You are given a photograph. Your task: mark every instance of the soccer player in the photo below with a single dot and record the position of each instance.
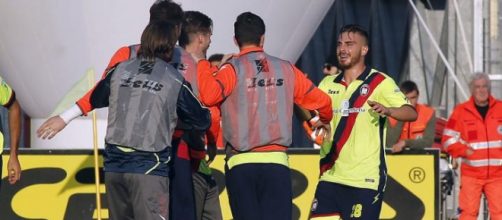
(257, 92)
(353, 169)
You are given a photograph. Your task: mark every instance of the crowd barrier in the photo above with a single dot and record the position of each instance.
(59, 184)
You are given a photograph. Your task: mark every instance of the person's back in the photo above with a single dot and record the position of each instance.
(264, 100)
(417, 134)
(146, 97)
(257, 92)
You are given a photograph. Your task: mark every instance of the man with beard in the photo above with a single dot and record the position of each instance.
(353, 170)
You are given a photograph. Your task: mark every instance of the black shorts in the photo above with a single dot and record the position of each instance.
(332, 199)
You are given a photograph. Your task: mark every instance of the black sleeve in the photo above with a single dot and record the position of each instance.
(101, 93)
(190, 111)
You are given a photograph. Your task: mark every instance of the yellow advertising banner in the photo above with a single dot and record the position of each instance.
(60, 185)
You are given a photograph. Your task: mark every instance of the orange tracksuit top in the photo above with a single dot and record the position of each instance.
(467, 129)
(215, 87)
(415, 129)
(123, 54)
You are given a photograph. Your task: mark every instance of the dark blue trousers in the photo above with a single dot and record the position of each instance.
(260, 191)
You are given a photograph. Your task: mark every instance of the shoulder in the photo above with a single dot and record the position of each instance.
(327, 80)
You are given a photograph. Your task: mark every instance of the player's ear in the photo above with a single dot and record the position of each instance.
(364, 50)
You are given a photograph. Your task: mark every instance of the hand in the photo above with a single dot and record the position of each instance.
(318, 125)
(332, 70)
(379, 108)
(226, 57)
(398, 147)
(469, 151)
(51, 127)
(211, 152)
(13, 169)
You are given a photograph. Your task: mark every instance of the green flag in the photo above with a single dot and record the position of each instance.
(76, 92)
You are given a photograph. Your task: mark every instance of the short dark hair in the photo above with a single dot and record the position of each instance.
(248, 29)
(194, 22)
(354, 28)
(408, 86)
(157, 41)
(217, 57)
(166, 10)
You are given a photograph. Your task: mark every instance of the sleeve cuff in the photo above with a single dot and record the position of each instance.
(71, 113)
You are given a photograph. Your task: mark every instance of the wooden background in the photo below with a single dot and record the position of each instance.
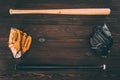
(59, 40)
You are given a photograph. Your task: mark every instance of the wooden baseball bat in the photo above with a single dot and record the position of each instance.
(83, 11)
(37, 67)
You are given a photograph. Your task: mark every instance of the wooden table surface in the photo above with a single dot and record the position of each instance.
(59, 40)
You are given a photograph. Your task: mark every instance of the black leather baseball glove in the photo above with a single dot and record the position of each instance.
(101, 40)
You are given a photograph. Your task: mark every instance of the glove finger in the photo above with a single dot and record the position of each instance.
(27, 44)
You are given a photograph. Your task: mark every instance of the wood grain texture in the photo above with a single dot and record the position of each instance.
(59, 39)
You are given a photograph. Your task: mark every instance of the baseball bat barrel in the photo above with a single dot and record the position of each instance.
(34, 67)
(82, 11)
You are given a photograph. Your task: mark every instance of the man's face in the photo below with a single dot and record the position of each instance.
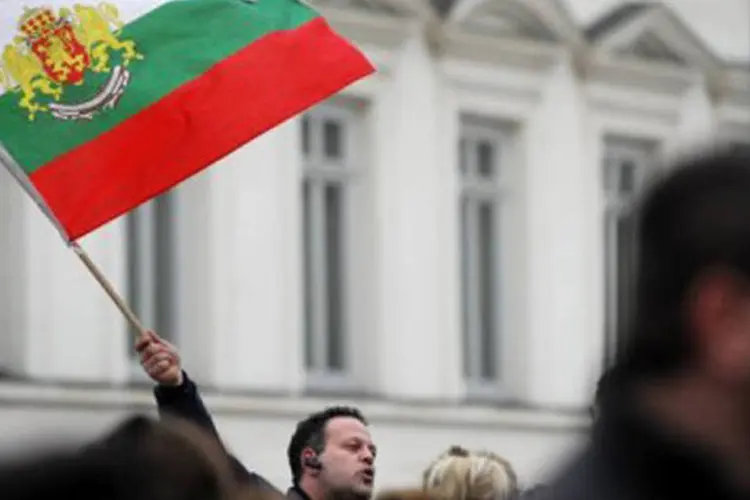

◆ **What the task asks**
What is needed is every entry above, repeated exactly, with the pictures dropped.

◆ **Answer area**
You are given a photograph. Your task: mark every instance of the soccer player in the photo below with a single dot and record the position of each instance.
(257, 92)
(353, 169)
You are given a photograph. Your task: mark every instance of the crowd barrier in the photo above with a single dot and record the position of each instance.
(59, 184)
You are given a photograph. Your task: mark every instance of the person's back in the photo above with a single dot and record the position of each instance.
(264, 100)
(417, 134)
(146, 97)
(257, 92)
You are given a photograph. Your task: mark every instance of the man with beard in the photo above with a single dot and record the position of each instance.
(353, 170)
You are given a photograph. Your task: mark every instance of the black shorts in the photo above with a single dot and record the position of each instance.
(332, 199)
You are given a photograph. Your task: mark every instance of the black sleeve in the photo above with a single dot and record the position of each instance.
(101, 93)
(190, 111)
You are given a photograph. Your task: mark every instance of the yellow advertising banner in the photo above with a single dot and record the position of each instance.
(60, 185)
You are given a photograph. Your task: mark every instance of the orange tracksuit top in the photo above with a single dot and record the position of each instance.
(467, 129)
(215, 87)
(415, 129)
(123, 54)
You are given a photograph. Your task: mark every instance of the dark blue trousers in the photo above with a single dot and record the position of each instance.
(260, 191)
You are given a photograph. Your task: mark every instance of the shoulder in the photo above with a single dot and record the position of each instance.
(327, 80)
You are given a photograph. Your task: mark every instance of the player's ear in the photo above with a single dot and record the position of each instance.
(364, 50)
You are given a photograph. Your task: mark every instance of the hand in the photo above with a single dot and record the position of each instance.
(318, 125)
(332, 70)
(379, 108)
(226, 57)
(398, 147)
(469, 151)
(51, 127)
(211, 152)
(13, 169)
You are given a photograph. Your task: mark every instance of the green flag in the photo above with a single dot and record the position of each instance.
(76, 92)
You are given a photograph. Your task: mark every instance of the short dark hair in the photo above with a single dot and record the position of each instance.
(248, 29)
(194, 22)
(354, 28)
(408, 86)
(157, 41)
(217, 57)
(166, 10)
You are given a photograph. Your task: mark every instance of the sleeve cuff in the photo above with a single dot and record the position of each instance.
(71, 113)
You are given a photograph. Your task: mark every instance of the wooden background in the photo below with a single dot and record the position of each instance.
(59, 40)
You are given a photograph. Your task: mark every instance of the wooden baseball bat in the photo above with a single dot and record the position of each instance.
(83, 11)
(37, 67)
You are given a photograph. Your task: mark every instance of the wooden table surface in the photo above with a single dot and record the position of each instance.
(59, 40)
You are given a photograph. Your task: mark every instance of the black leather baseball glove in the photo above with a single dot and record the position of each instance.
(101, 40)
You are given a photograph. Your task: mark every instance of the glove finger in the photo above with a single dot and record the position of each instance.
(27, 44)
You are given a photograph. Your task: mark every instance of the wood grain texture in the photo above with a single dot and record the position of each instance.
(59, 39)
You are given a photograph. Your task: mark every instance of the baseball bat barrel in the photo above with a single dot and record the position of each instance.
(34, 67)
(82, 11)
You are given a photograph. Your task: mark every instance of the man's face in the photo below with a single dot and record the position of each instance.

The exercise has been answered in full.